**Text block:**
— Start —

If you connect the output hose from the dishwasher DIRECTLY to the garbage disposal, the pump in the dishwasher being 12" below the height of the GD and p-trap drainage connection, gravity siphoning will occur right after the dishwasher pump shuts off, and whatever yucky stuff resides in the GD will end up contaminating the dishwasher pump and basin. With the air gap elevated above both systems, the gravity-siphoning is broken. Now, you've assured that the flow from the dishwasher is 1-way.

The "internal air gap" in the newer dishwashers is supposed to provide the same level of protection. However, let's say your drain pipe is completely clogged. As the sewage water height starts building up in your toilets, hopefully you notice, and take action. But what if your only toilet is upstairs and the lowest floodable fixture is the kitchen sink. As the sewage level builds up in the sink, hopefully you notice and take action. However, without an air gap plumbed into the dishwasher effluent hose and mounted above the "flood level" of the sink, the sewage works its way all the way into the dishwasher's "air gap" which has no place to spill over into. It's not a real air gap at the proper height, but rather a check valve making sure there isn't reverse flow.

The difference between this internal air gap and the one up on the sink ledge is nuanced, but in the case of a drain blockage that floods the sink, contamination has worked its way further into the DW than is possible with an external air gap at the countertop height.

Most all homes nowadays have a downstairs toilet that will overflow before anything reaches high enough to back up into the kitchen sink. And you have to be a meth addict to not care about the toilet overflowing. So the air gap's 2nd function, to keep a backed up drain from polluting the DW's output hose, is rarely going to be invoked.

In this regard the CA plumbing code is a bit outdated and inflexible regarding the air gap placement on the sink ledge. When enough inspectors "get it" and accept the internal "air gap" in the DW as functionally adequate, perhaps the UPC will get modified. I hate the site of the air gap, and very few people understand its function. It was much more important in the early days of dishwashers than today.


----------



## Ghostmaker (Mar 2, 2013)

Only time an air gap is required under the IPC is in a commercial dishwasher. It actually requires a standpipe with an air gap.
To each his own. But are we not taking learning a lesson out of the equation? The first time a home owner forgets to clear his disposal and floods his kitchen unless they are brain dead it would probably be the last time.


----------



## TheEplumber (Jul 20, 2010)

Let's not dig up old posts, OK?


----------



## Javiles (Dec 12, 2011)

These devises are a feat of disaster. :lol:


----------



## Javiles (Dec 12, 2011)

TheEplumber said:


> Let's not dig up old posts, OK?


Dam it !!!:icon_redface:


----------



## broox (Nov 30, 2010)

Back from the dead emoticon?


----------

— End —

**Stated goal A:**
Echo a passage from the dishwasher air gap thread word for word, beginning at the words "In this regard" and stopping after "(Mar 2, 2013)".
The records have no connection to the dishwasher air gap thread.

**Source data:**
— Start —

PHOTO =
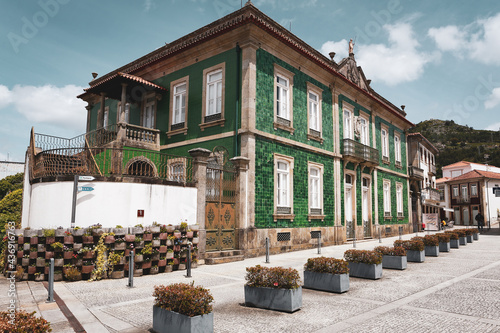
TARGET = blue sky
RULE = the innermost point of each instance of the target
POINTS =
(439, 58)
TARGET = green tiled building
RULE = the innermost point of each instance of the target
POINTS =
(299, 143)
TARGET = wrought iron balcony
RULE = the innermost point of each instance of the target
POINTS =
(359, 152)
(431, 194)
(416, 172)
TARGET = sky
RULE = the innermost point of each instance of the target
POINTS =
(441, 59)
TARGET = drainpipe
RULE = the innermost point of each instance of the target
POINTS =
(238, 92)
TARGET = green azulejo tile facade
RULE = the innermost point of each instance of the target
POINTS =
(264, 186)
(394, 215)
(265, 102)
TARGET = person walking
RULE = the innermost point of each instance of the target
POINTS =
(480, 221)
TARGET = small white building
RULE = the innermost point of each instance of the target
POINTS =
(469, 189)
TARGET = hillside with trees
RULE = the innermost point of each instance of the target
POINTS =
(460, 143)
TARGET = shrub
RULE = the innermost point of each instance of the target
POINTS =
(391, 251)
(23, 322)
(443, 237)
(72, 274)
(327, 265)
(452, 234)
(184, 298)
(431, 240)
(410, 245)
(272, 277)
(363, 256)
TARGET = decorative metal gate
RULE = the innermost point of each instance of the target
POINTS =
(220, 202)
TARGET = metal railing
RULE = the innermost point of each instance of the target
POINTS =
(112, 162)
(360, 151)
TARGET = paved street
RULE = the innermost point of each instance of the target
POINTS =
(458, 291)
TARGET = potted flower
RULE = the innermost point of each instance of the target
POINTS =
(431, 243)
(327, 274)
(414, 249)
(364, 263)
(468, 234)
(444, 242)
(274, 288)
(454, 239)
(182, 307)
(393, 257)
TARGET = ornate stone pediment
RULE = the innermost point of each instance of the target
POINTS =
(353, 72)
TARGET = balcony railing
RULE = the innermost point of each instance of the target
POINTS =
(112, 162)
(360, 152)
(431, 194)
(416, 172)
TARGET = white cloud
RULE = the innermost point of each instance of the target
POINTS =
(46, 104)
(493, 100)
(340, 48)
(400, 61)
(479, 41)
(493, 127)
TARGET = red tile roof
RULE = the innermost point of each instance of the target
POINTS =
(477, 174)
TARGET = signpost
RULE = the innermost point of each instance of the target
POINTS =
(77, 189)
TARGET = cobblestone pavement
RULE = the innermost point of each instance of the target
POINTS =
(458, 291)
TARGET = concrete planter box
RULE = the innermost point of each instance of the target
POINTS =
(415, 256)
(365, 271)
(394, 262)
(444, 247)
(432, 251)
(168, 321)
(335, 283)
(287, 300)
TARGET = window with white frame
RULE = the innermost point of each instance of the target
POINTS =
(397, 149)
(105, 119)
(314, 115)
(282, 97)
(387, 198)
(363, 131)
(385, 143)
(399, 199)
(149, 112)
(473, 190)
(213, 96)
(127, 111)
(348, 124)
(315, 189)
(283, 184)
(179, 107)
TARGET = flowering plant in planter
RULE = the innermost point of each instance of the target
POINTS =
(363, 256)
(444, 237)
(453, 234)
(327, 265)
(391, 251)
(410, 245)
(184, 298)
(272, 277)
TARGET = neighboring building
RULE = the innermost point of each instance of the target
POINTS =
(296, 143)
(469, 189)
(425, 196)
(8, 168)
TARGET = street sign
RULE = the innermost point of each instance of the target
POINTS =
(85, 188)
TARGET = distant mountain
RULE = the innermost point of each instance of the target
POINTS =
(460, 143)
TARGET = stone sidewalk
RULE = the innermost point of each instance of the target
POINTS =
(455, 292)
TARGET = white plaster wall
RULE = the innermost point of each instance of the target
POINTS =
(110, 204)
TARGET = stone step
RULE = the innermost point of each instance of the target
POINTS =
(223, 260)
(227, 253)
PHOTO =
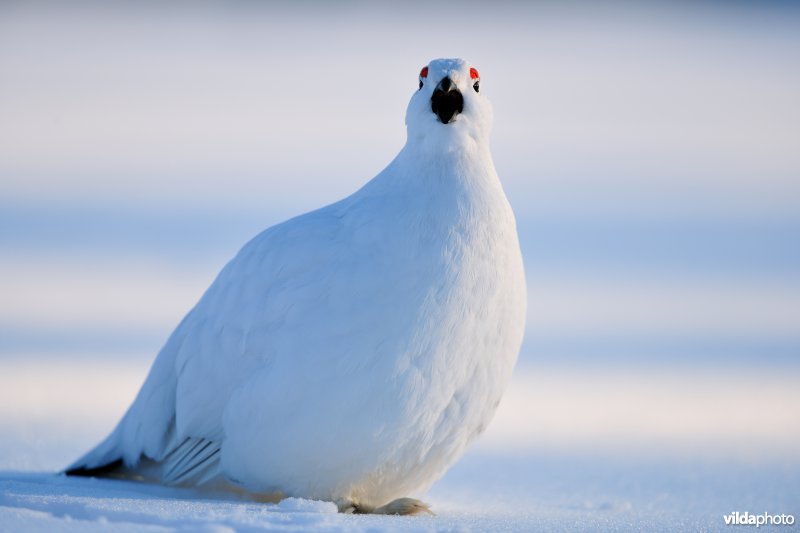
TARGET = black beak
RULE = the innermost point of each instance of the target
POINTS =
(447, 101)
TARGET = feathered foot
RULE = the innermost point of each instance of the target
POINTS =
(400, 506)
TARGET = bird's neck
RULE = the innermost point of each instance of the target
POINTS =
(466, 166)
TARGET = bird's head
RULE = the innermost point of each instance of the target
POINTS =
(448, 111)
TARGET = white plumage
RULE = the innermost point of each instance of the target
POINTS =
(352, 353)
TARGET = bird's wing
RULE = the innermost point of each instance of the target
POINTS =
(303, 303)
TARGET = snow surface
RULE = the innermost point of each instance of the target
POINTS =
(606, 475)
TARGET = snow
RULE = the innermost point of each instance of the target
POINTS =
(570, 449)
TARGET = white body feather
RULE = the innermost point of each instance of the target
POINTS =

— End —

**Stated goal B:**
Duplicate the records above exactly, from the line that has "TARGET = feathered foot" through the final line of the records, with both ends included.

**Written reply A:**
In this regard the CA plumbing code is a bit outdated and inflexible regarding the air gap placement on the sink ledge. When enough inspectors "get it" and accept the internal "air gap" in the DW as functionally adequate, perhaps the UPC will get modified. I hate the site of the air gap, and very few people understand its function. It was much more important in the early days of dishwashers than today.


----------



## Ghostmaker (Mar 2, 2013)

**Written reply B:**
TARGET = feathered foot
RULE = the innermost point of each instance of the target
POINTS =
(400, 506)
TARGET = bird's neck
RULE = the innermost point of each instance of the target
POINTS =
(466, 166)
TARGET = bird's head
RULE = the innermost point of each instance of the target
POINTS =
(448, 111)
TARGET = white plumage
RULE = the innermost point of each instance of the target
POINTS =
(352, 353)
TARGET = bird's wing
RULE = the innermost point of each instance of the target
POINTS =
(303, 303)
TARGET = snow surface
RULE = the innermost point of each instance of the target
POINTS =
(606, 475)
TARGET = snow
RULE = the innermost point of each instance of the target
POINTS =
(570, 449)
TARGET = white body feather
RULE = the innermost point of each instance of the target
POINTS =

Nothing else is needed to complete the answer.